▶ **Task statement**
Rewrite the rows from the line with "the garden bed?" to the line with "[[[27,0],[24,0],[25,11],[27,10]]]", substituting "outline" for every "mask" and changing nothing else. Leave the pictures out of your answer.

Labeled area outline items
::::::::

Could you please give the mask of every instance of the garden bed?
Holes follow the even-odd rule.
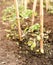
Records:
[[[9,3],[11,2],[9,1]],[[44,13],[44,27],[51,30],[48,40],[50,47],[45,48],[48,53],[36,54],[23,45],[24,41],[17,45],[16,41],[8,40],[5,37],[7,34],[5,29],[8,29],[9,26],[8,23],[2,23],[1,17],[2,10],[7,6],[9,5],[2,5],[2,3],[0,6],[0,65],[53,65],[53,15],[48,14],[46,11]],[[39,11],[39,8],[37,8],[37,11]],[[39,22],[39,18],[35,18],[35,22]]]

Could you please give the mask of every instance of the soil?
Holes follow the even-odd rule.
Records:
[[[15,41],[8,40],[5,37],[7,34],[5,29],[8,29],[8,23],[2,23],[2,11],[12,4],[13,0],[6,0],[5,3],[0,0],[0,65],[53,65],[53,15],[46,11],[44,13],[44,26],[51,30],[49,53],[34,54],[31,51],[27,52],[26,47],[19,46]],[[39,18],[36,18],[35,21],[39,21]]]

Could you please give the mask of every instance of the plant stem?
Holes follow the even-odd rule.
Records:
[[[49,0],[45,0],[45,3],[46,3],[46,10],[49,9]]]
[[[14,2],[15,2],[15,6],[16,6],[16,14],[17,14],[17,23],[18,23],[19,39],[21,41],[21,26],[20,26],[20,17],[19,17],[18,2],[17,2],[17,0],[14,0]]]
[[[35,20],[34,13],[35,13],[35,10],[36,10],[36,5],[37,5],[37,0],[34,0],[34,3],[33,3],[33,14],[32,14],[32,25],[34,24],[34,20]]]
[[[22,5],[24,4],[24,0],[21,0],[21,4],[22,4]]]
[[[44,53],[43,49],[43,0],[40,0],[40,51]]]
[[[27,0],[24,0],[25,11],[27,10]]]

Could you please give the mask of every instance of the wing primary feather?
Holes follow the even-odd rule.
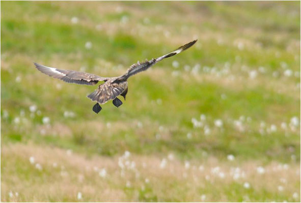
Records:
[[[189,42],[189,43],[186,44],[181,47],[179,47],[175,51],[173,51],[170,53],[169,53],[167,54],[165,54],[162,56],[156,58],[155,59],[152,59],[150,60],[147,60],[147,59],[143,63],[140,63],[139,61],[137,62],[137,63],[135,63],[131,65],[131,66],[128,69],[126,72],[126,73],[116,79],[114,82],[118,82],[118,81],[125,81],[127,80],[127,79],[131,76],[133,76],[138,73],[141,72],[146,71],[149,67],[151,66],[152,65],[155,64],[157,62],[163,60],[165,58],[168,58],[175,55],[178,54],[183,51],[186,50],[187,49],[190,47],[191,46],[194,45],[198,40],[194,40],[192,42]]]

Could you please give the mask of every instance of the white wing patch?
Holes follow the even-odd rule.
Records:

::::::::

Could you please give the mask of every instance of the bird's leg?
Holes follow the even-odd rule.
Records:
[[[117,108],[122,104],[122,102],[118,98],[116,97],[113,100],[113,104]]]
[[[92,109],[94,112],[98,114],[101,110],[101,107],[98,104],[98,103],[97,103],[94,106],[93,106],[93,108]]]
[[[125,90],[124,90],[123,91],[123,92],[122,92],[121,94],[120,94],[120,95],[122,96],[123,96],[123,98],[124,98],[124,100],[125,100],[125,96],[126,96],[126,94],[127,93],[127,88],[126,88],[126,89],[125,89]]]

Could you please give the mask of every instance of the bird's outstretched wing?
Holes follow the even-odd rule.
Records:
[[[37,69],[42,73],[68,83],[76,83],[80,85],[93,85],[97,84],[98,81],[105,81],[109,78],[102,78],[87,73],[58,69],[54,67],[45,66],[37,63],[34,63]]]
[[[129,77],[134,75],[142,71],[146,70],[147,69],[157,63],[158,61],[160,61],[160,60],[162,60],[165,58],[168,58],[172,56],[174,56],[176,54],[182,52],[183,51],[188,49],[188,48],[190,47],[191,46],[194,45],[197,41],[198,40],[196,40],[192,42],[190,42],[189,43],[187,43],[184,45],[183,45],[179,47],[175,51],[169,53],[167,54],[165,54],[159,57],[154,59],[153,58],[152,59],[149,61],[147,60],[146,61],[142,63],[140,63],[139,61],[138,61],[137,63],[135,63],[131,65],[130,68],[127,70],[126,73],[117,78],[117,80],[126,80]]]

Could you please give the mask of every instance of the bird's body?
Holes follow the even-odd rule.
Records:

::::::::

▶ **Answer**
Could you please give the outline of every instance of the garden bed?
Holes follow the even-odd rule.
Records:
[[[9,3],[11,2],[9,1]],[[44,13],[44,27],[51,30],[48,40],[50,47],[45,48],[48,53],[36,54],[23,45],[24,41],[17,45],[16,41],[8,40],[5,37],[7,34],[5,29],[8,29],[9,26],[8,23],[2,23],[1,17],[2,10],[7,6],[9,5],[2,5],[2,3],[0,6],[0,65],[53,65],[53,15],[48,14],[46,11]],[[39,11],[39,8],[37,8],[37,11]],[[39,22],[39,18],[35,18],[35,22]]]

Could you please give the outline of every instance of the soil?
Holes follow the even-odd rule.
Records:
[[[15,41],[8,40],[5,37],[7,34],[5,29],[8,29],[8,23],[2,23],[2,11],[12,4],[13,0],[6,0],[5,3],[0,0],[0,65],[53,65],[53,15],[46,11],[44,13],[44,26],[51,30],[49,53],[34,54],[31,51],[27,52],[26,47],[19,46]],[[39,18],[36,18],[35,21],[39,21]]]

Could you please give the outline of every instance of the plant stem?
Holes follow the even-odd rule.
Records:
[[[49,0],[45,0],[45,3],[46,3],[46,10],[49,9]]]
[[[14,2],[15,2],[15,6],[16,6],[16,14],[17,14],[17,23],[18,23],[19,39],[21,41],[21,26],[20,26],[20,17],[19,17],[18,2],[17,2],[17,0],[14,0]]]
[[[35,20],[34,13],[35,13],[35,10],[36,10],[36,5],[37,5],[37,0],[34,0],[34,3],[33,3],[33,14],[32,14],[32,25],[34,24],[34,20]]]
[[[22,5],[24,4],[24,0],[21,0],[21,4],[22,4]]]
[[[44,53],[43,49],[43,0],[40,0],[40,51]]]
[[[27,0],[24,0],[25,11],[27,10]]]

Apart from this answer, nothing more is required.